[Start of Attachment]

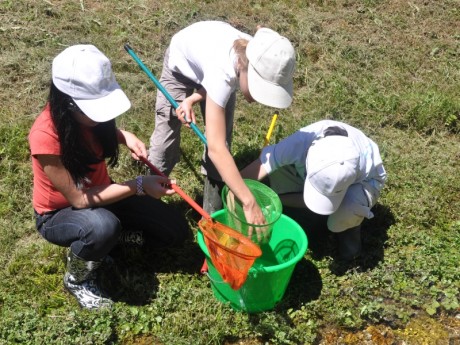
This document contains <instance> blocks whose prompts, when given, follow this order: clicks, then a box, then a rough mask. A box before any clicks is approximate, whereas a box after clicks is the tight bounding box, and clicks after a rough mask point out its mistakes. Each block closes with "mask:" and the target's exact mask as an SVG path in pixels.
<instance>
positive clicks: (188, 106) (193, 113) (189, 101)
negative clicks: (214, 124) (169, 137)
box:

[End of Attachment]
[Start of Attachment]

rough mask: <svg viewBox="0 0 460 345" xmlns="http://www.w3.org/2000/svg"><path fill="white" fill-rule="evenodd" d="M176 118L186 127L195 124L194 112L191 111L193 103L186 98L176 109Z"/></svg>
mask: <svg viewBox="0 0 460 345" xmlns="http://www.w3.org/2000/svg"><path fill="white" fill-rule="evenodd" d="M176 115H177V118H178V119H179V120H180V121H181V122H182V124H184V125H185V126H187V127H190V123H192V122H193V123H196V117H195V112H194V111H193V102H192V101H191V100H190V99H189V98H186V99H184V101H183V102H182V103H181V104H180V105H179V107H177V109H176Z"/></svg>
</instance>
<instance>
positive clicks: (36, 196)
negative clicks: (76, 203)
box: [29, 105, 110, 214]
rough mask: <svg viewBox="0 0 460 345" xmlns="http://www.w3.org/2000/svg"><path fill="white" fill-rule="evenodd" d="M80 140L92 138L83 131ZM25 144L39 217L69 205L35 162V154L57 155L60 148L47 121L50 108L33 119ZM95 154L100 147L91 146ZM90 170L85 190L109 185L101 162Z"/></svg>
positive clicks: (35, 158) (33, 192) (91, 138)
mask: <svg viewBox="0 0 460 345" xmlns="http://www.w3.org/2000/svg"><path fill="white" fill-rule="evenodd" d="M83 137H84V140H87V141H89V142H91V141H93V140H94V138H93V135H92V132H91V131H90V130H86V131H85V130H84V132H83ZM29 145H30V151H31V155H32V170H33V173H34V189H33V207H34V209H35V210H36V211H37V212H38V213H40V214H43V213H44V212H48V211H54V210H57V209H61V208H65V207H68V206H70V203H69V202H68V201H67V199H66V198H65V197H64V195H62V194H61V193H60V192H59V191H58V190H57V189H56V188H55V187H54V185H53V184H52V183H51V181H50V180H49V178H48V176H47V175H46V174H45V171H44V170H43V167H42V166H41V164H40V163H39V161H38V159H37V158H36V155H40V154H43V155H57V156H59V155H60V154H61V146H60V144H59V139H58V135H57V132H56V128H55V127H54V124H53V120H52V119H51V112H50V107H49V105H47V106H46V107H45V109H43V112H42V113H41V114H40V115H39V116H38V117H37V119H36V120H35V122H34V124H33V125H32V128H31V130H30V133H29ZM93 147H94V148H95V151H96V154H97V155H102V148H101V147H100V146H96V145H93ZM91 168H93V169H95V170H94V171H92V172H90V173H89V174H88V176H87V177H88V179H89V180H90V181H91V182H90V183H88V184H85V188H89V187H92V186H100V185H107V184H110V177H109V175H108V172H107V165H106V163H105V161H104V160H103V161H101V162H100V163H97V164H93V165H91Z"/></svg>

[End of Attachment]

> _Your task_: Which lines in the listing above include the string "negative"? Copy each of them.

> _Result_:
negative clicks: (214, 124) (169, 137)
negative clicks: (76, 203)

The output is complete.